### EXERCISE MATERIALS:
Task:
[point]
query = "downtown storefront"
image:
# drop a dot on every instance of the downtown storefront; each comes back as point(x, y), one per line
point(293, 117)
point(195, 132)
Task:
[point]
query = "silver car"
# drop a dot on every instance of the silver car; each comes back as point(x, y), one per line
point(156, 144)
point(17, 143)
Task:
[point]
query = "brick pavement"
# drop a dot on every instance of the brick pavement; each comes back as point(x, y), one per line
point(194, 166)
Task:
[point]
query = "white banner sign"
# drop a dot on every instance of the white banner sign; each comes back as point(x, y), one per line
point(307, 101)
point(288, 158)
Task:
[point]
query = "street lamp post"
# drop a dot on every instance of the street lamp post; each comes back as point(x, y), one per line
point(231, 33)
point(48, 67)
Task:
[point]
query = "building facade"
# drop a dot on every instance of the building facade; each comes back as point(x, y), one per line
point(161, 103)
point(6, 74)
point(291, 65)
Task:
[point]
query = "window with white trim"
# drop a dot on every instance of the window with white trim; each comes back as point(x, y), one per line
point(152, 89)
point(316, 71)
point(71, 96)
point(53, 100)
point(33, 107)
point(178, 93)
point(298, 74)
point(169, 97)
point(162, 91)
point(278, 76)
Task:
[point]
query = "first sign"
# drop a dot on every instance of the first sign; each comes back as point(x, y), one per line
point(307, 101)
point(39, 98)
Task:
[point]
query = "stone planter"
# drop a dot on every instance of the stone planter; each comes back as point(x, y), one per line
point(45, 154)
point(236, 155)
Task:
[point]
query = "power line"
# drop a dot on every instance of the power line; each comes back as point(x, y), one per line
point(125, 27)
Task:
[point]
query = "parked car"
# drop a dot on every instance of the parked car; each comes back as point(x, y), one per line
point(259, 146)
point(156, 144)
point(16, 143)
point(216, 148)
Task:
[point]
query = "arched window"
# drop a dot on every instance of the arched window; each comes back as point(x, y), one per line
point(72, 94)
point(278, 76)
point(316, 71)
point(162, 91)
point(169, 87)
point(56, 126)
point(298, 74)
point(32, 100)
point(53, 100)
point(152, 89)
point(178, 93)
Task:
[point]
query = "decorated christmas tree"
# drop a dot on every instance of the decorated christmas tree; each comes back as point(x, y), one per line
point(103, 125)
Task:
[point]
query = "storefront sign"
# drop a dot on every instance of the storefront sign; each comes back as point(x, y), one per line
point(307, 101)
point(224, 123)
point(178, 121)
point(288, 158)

### ABOUT THIS TASK:
Retype each record exactly, leaving nothing out.

### TASK RESPONSE:
Task:
[point]
query = "downtown storefront"
image:
# drop a dot on every instance of the downtown storefront; each comes back as point(x, y), one per line
point(293, 117)
point(195, 132)
Task:
[point]
query = "silver car"
# drop a dot on every instance of the silver car; each comes back as point(x, y), one per line
point(156, 144)
point(17, 143)
Task:
[point]
query = "brick pavement"
# drop a dot on every instance of the brick pavement; each comes back as point(x, y), one per line
point(194, 166)
Task:
[point]
query = "white banner sign"
# drop a dot on every instance of the white banner sign; each comes back as point(x, y), one per line
point(307, 101)
point(288, 158)
Task:
[point]
query = "street lamp post"
# drop a dot on every instance of the street lamp post; each comes back as point(x, y), one per line
point(231, 33)
point(48, 67)
Task:
[point]
query = "building facade"
# drop a dot on every instance of the building facade; each comes back as point(x, y), one per line
point(161, 103)
point(6, 74)
point(291, 65)
Task:
[point]
query = "window with white trim"
# drop a dot on every instance of the window with white trim; each comes back as point(x, y), one per line
point(152, 89)
point(316, 71)
point(71, 96)
point(53, 100)
point(33, 107)
point(178, 93)
point(298, 74)
point(169, 97)
point(162, 91)
point(278, 76)
Task:
[point]
query = "first sign"
# drop a dot on every instance of the first sign; each comes back as point(x, y), one per line
point(307, 101)
point(39, 98)
Task:
[point]
query = "stone planter"
# drop a dot on every instance of the stone planter; each comes back as point(x, y), one per line
point(45, 154)
point(236, 155)
Task:
[point]
query = "power line"
# drop a dot on every instance of the power line; each comes back as point(x, y), one per line
point(125, 27)
Task:
[point]
query = "parked car"
# drop a dot on every instance of the parked car; each comes back as point(x, y), one per line
point(259, 146)
point(156, 144)
point(16, 143)
point(216, 148)
Task:
[point]
query = "arched window"
# drop a dot on every instance of the arched window; each comes back as point(x, y), one per line
point(72, 94)
point(278, 76)
point(316, 71)
point(162, 91)
point(169, 87)
point(56, 126)
point(298, 74)
point(32, 100)
point(53, 100)
point(152, 89)
point(178, 93)
Task:
[point]
query = "decorated christmas tree"
# drop a dot on every instance of the decorated christmas tree; each comes back as point(x, y), one per line
point(103, 125)
Task:
[point]
query = "storefront sign"
# drop a dot on every instance of the storefront sign; each comes back as point(x, y), one per line
point(307, 101)
point(224, 123)
point(178, 121)
point(288, 158)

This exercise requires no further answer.